**Given exercise**
Rescale the lines that begin at the one containing "task: segment the pedestrian crossing sign" and run through the last line, both ends included. Write them out again in full, request text included, multiplying every vertex coordinate in the answers by 0.4 and rounding to the nearest whole number, with halves rounded up.

* Start Records provided *

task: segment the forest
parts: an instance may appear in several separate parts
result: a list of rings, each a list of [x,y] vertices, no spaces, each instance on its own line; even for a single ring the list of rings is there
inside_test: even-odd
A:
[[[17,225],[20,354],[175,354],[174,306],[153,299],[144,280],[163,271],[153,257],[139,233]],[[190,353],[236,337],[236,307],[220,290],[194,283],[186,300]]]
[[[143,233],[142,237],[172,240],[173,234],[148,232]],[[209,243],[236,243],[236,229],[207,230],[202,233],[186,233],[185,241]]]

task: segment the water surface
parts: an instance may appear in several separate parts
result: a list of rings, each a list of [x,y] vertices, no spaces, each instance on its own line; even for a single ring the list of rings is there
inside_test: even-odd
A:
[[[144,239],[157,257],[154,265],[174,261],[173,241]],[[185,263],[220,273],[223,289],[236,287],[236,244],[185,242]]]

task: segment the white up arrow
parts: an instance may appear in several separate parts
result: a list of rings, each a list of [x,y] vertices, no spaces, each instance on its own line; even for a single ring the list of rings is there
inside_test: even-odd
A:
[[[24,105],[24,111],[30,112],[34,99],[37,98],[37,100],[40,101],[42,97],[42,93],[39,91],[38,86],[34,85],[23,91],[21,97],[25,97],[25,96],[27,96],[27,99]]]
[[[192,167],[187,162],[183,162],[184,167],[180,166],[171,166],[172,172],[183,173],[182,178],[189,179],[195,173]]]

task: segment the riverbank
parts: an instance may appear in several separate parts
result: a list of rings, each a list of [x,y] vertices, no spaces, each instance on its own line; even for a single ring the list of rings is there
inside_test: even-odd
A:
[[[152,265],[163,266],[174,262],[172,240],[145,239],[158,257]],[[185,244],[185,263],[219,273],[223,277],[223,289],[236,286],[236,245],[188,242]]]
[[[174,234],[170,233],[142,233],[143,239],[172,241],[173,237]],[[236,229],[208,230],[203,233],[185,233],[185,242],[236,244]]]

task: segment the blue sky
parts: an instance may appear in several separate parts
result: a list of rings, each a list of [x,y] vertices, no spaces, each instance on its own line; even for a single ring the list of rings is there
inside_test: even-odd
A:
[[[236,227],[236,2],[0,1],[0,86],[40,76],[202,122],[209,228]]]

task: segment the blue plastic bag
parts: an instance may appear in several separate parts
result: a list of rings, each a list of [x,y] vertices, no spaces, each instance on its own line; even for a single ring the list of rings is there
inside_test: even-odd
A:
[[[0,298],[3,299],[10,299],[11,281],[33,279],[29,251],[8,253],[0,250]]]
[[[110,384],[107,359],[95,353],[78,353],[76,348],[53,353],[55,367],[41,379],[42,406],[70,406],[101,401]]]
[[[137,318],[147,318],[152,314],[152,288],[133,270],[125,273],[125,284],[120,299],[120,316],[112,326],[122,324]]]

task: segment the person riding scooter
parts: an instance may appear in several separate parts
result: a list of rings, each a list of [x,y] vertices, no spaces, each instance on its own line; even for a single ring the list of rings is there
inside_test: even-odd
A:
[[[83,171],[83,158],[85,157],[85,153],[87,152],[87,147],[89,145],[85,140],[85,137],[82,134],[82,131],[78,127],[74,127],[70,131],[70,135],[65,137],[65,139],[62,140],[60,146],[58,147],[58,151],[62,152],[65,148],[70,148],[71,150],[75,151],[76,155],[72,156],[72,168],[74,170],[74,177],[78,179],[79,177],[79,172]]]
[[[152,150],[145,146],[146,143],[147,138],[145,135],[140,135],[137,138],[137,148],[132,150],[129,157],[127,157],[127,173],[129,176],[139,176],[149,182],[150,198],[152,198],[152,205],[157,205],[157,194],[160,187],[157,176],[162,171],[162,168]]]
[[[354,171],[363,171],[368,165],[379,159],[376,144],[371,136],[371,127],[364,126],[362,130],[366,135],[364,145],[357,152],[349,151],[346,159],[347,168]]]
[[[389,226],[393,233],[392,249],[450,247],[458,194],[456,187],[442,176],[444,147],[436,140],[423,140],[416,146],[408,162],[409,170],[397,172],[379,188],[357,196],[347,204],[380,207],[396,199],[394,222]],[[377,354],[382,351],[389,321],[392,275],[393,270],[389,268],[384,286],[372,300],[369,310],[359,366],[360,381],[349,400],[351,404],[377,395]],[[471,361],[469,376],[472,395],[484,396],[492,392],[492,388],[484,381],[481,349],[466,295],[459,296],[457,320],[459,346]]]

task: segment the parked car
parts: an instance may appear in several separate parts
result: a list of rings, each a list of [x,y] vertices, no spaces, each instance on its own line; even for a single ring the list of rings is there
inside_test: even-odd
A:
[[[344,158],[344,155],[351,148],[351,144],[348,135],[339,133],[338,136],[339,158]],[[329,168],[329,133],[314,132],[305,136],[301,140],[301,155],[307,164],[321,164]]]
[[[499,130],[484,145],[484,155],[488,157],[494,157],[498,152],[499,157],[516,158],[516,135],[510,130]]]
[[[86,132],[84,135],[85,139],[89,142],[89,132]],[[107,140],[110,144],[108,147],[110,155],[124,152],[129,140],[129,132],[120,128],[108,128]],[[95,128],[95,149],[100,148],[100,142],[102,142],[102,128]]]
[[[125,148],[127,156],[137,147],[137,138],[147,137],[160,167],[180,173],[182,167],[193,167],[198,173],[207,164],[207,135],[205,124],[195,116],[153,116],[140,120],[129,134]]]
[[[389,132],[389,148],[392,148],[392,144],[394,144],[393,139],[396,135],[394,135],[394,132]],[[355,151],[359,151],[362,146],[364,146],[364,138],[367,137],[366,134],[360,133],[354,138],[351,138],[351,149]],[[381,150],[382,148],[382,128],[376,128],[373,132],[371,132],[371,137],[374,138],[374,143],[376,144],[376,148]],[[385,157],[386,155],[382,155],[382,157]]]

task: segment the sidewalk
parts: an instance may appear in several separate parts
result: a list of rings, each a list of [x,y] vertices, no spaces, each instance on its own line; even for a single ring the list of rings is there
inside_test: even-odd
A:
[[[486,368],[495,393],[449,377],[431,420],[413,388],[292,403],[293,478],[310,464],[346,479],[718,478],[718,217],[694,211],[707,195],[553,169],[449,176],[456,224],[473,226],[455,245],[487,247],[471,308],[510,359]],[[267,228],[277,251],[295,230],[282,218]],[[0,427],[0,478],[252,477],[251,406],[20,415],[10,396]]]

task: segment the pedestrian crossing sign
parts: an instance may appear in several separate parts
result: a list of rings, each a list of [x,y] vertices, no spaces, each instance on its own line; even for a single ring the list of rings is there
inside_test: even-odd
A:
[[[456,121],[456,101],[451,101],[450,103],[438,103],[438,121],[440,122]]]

* End Records provided *

**Solution below**
task: segment the pedestrian crossing sign
parts: an instance may appear in several separate parts
result: a list of rings, each a list of [x,y] vertices, no spaces, each instance on its own line; even for a single ring the list of rings is there
inside_test: even-odd
A:
[[[182,48],[182,40],[180,40],[180,41],[175,41],[175,48],[176,49]]]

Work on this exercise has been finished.